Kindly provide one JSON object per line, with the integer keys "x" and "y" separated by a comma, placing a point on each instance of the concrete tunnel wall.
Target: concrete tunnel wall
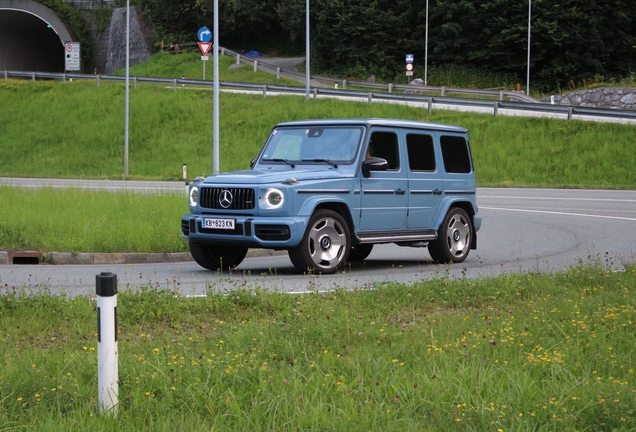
{"x": 32, "y": 37}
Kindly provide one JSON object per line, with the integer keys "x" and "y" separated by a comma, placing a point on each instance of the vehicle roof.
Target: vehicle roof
{"x": 377, "y": 122}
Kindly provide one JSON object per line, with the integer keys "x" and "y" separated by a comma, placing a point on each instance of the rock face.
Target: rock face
{"x": 607, "y": 97}
{"x": 114, "y": 38}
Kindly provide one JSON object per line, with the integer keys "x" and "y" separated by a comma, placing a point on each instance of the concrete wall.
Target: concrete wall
{"x": 606, "y": 97}
{"x": 26, "y": 42}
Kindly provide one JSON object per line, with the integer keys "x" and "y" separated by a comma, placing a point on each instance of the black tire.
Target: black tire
{"x": 360, "y": 252}
{"x": 325, "y": 245}
{"x": 213, "y": 257}
{"x": 454, "y": 238}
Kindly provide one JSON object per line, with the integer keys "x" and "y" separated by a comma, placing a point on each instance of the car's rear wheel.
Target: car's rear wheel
{"x": 213, "y": 257}
{"x": 360, "y": 252}
{"x": 454, "y": 238}
{"x": 325, "y": 245}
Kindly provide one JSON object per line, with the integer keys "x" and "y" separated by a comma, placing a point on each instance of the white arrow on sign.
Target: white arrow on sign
{"x": 205, "y": 47}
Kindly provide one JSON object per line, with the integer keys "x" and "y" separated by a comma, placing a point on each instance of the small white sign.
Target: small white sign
{"x": 72, "y": 56}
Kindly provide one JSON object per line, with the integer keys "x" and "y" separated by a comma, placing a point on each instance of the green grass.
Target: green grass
{"x": 518, "y": 352}
{"x": 76, "y": 220}
{"x": 75, "y": 130}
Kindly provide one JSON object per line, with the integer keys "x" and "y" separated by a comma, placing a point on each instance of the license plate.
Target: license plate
{"x": 218, "y": 223}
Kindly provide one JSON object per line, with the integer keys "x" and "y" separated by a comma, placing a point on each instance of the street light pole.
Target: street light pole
{"x": 307, "y": 50}
{"x": 215, "y": 148}
{"x": 127, "y": 103}
{"x": 529, "y": 22}
{"x": 426, "y": 48}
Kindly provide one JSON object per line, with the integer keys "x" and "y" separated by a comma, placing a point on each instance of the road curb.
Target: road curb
{"x": 72, "y": 258}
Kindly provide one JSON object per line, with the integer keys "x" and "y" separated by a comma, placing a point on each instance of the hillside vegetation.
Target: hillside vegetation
{"x": 571, "y": 41}
{"x": 75, "y": 129}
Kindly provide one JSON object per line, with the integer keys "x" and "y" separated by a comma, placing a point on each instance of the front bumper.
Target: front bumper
{"x": 249, "y": 231}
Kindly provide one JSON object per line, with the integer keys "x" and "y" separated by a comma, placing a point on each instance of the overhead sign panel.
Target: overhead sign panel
{"x": 205, "y": 47}
{"x": 204, "y": 34}
{"x": 72, "y": 56}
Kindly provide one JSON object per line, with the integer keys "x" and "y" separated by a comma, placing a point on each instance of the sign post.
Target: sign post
{"x": 204, "y": 34}
{"x": 72, "y": 56}
{"x": 107, "y": 352}
{"x": 409, "y": 65}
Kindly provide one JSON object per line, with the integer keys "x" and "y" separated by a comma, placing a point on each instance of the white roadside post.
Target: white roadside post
{"x": 107, "y": 353}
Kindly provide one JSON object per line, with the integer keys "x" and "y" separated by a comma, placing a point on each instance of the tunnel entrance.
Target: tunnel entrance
{"x": 31, "y": 37}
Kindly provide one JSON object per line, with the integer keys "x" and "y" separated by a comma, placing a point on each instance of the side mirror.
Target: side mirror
{"x": 374, "y": 164}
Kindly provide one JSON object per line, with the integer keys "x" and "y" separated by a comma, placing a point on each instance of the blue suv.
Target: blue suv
{"x": 328, "y": 190}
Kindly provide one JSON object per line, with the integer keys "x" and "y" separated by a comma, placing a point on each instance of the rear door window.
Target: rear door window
{"x": 421, "y": 152}
{"x": 455, "y": 154}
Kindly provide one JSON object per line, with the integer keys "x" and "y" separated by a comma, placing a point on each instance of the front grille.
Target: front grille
{"x": 241, "y": 198}
{"x": 272, "y": 232}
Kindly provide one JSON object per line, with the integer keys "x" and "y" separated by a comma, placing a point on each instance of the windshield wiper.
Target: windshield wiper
{"x": 288, "y": 162}
{"x": 335, "y": 165}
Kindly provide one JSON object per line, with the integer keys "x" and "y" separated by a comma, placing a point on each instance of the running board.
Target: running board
{"x": 393, "y": 237}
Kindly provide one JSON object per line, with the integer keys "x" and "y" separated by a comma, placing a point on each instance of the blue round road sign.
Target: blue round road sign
{"x": 204, "y": 34}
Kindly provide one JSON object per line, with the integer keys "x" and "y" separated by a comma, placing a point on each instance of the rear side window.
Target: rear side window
{"x": 455, "y": 154}
{"x": 421, "y": 152}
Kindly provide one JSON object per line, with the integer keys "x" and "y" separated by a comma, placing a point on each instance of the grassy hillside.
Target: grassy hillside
{"x": 77, "y": 130}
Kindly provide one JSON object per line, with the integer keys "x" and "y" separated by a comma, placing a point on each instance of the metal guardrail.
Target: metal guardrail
{"x": 492, "y": 105}
{"x": 258, "y": 62}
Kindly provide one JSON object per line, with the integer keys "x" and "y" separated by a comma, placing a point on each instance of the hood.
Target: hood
{"x": 259, "y": 177}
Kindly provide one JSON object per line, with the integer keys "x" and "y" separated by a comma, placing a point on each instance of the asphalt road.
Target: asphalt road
{"x": 524, "y": 230}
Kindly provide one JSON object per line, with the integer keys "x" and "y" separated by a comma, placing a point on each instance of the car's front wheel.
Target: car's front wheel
{"x": 325, "y": 245}
{"x": 214, "y": 257}
{"x": 453, "y": 238}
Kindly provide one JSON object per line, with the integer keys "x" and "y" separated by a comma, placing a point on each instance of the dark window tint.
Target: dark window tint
{"x": 421, "y": 152}
{"x": 385, "y": 145}
{"x": 455, "y": 154}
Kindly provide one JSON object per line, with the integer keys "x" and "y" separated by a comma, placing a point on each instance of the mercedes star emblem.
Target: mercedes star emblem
{"x": 225, "y": 198}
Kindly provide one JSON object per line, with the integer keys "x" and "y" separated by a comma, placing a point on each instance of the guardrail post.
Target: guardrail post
{"x": 107, "y": 354}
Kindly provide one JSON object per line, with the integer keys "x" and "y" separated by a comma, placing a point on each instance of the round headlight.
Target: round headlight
{"x": 274, "y": 198}
{"x": 194, "y": 196}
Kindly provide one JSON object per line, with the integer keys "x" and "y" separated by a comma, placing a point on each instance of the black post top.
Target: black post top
{"x": 106, "y": 284}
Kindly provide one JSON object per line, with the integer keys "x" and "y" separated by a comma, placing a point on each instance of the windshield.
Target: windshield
{"x": 330, "y": 144}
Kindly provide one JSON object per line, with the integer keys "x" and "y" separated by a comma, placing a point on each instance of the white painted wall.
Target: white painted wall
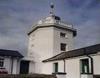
{"x": 45, "y": 43}
{"x": 73, "y": 68}
{"x": 40, "y": 46}
{"x": 8, "y": 64}
{"x": 96, "y": 64}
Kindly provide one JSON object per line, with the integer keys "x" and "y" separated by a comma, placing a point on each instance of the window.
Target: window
{"x": 55, "y": 67}
{"x": 1, "y": 62}
{"x": 85, "y": 66}
{"x": 63, "y": 47}
{"x": 63, "y": 35}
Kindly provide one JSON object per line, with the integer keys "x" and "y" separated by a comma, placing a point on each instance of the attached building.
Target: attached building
{"x": 10, "y": 61}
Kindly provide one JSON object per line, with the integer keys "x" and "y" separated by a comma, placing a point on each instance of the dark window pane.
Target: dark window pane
{"x": 55, "y": 67}
{"x": 63, "y": 47}
{"x": 63, "y": 34}
{"x": 85, "y": 65}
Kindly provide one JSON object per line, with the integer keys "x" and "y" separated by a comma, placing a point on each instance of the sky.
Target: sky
{"x": 18, "y": 16}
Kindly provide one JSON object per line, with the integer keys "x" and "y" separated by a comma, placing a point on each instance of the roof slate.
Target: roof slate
{"x": 11, "y": 53}
{"x": 75, "y": 53}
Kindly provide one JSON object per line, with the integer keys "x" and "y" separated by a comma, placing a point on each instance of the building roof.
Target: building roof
{"x": 10, "y": 53}
{"x": 75, "y": 53}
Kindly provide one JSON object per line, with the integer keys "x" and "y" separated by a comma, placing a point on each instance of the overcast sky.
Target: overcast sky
{"x": 18, "y": 16}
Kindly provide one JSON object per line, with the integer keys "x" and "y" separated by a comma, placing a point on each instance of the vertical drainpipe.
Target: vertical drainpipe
{"x": 11, "y": 65}
{"x": 92, "y": 67}
{"x": 64, "y": 66}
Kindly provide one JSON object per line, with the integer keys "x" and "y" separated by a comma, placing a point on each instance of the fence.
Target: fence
{"x": 27, "y": 76}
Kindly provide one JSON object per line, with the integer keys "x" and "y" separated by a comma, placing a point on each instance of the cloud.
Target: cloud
{"x": 17, "y": 17}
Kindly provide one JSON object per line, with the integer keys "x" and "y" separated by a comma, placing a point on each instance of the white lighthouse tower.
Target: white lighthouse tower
{"x": 49, "y": 37}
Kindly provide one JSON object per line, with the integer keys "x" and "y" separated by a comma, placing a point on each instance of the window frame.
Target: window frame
{"x": 55, "y": 67}
{"x": 83, "y": 63}
{"x": 63, "y": 35}
{"x": 1, "y": 62}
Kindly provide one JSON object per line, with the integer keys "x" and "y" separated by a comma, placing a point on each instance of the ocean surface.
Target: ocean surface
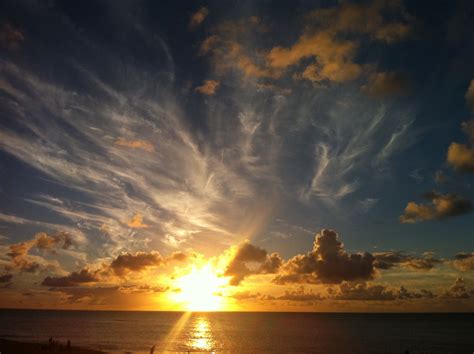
{"x": 245, "y": 332}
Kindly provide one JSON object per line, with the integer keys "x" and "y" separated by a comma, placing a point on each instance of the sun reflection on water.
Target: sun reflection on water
{"x": 201, "y": 335}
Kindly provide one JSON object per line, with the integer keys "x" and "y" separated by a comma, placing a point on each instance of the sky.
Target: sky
{"x": 237, "y": 155}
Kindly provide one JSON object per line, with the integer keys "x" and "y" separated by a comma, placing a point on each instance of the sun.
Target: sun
{"x": 199, "y": 289}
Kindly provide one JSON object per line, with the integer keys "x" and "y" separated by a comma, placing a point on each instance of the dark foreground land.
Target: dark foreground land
{"x": 12, "y": 347}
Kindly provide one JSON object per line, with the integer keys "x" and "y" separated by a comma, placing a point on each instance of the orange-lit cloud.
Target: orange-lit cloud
{"x": 73, "y": 279}
{"x": 136, "y": 222}
{"x": 441, "y": 206}
{"x": 135, "y": 144}
{"x": 198, "y": 17}
{"x": 327, "y": 263}
{"x": 208, "y": 87}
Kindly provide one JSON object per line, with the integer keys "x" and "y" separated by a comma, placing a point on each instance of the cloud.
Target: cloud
{"x": 300, "y": 294}
{"x": 11, "y": 37}
{"x": 441, "y": 206}
{"x": 19, "y": 252}
{"x": 464, "y": 261}
{"x": 381, "y": 20}
{"x": 208, "y": 87}
{"x": 136, "y": 222}
{"x": 388, "y": 260}
{"x": 470, "y": 96}
{"x": 73, "y": 279}
{"x": 457, "y": 291}
{"x": 327, "y": 263}
{"x": 334, "y": 58}
{"x": 387, "y": 84}
{"x": 135, "y": 144}
{"x": 364, "y": 292}
{"x": 135, "y": 262}
{"x": 250, "y": 260}
{"x": 198, "y": 17}
{"x": 5, "y": 278}
{"x": 461, "y": 157}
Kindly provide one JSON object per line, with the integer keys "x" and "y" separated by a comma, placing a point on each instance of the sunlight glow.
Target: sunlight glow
{"x": 199, "y": 289}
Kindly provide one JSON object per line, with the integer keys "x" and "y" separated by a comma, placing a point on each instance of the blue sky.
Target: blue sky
{"x": 155, "y": 126}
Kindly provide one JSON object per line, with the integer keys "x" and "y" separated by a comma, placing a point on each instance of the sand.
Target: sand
{"x": 11, "y": 347}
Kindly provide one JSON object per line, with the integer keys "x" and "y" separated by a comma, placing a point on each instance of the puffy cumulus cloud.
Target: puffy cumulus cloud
{"x": 228, "y": 49}
{"x": 208, "y": 87}
{"x": 441, "y": 206}
{"x": 135, "y": 144}
{"x": 300, "y": 294}
{"x": 361, "y": 291}
{"x": 19, "y": 252}
{"x": 135, "y": 262}
{"x": 464, "y": 261}
{"x": 382, "y": 20}
{"x": 136, "y": 222}
{"x": 250, "y": 260}
{"x": 461, "y": 156}
{"x": 11, "y": 37}
{"x": 457, "y": 291}
{"x": 327, "y": 263}
{"x": 198, "y": 17}
{"x": 387, "y": 84}
{"x": 470, "y": 96}
{"x": 364, "y": 292}
{"x": 5, "y": 278}
{"x": 73, "y": 279}
{"x": 334, "y": 56}
{"x": 388, "y": 260}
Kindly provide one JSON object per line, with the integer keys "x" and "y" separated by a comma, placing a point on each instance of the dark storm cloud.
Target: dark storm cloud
{"x": 442, "y": 206}
{"x": 135, "y": 262}
{"x": 10, "y": 37}
{"x": 73, "y": 279}
{"x": 251, "y": 260}
{"x": 386, "y": 84}
{"x": 327, "y": 263}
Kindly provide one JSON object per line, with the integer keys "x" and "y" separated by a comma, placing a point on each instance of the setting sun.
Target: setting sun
{"x": 199, "y": 289}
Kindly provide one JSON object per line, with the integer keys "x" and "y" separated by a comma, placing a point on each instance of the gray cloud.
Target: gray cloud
{"x": 73, "y": 279}
{"x": 251, "y": 260}
{"x": 327, "y": 263}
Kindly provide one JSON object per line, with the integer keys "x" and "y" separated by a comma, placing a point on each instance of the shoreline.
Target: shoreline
————
From the first line of the entries down to the line with "the concrete wall.", print each line exactly; omit any picture.

ANSWER SPACE →
Kindly provide one JSON object per line, with the integer keys "x" and "y" separated by a comma, placing a point on each instance of the concrete tunnel wall.
Target: concrete tunnel wall
{"x": 32, "y": 37}
Kindly provide one JSON object per line, with the integer keys "x" and "y" separated by a comma, placing a point on each instance of the vehicle roof.
Target: vehicle roof
{"x": 377, "y": 122}
Kindly provide one JSON object per line, with the integer keys "x" and "y" separated by a comma, placing a point on each instance of the rock face.
Target: rock face
{"x": 607, "y": 97}
{"x": 114, "y": 38}
Kindly provide one JSON object per line, with the integer keys "x" and "y" separated by a comma, placing a point on each instance of the concrete wall.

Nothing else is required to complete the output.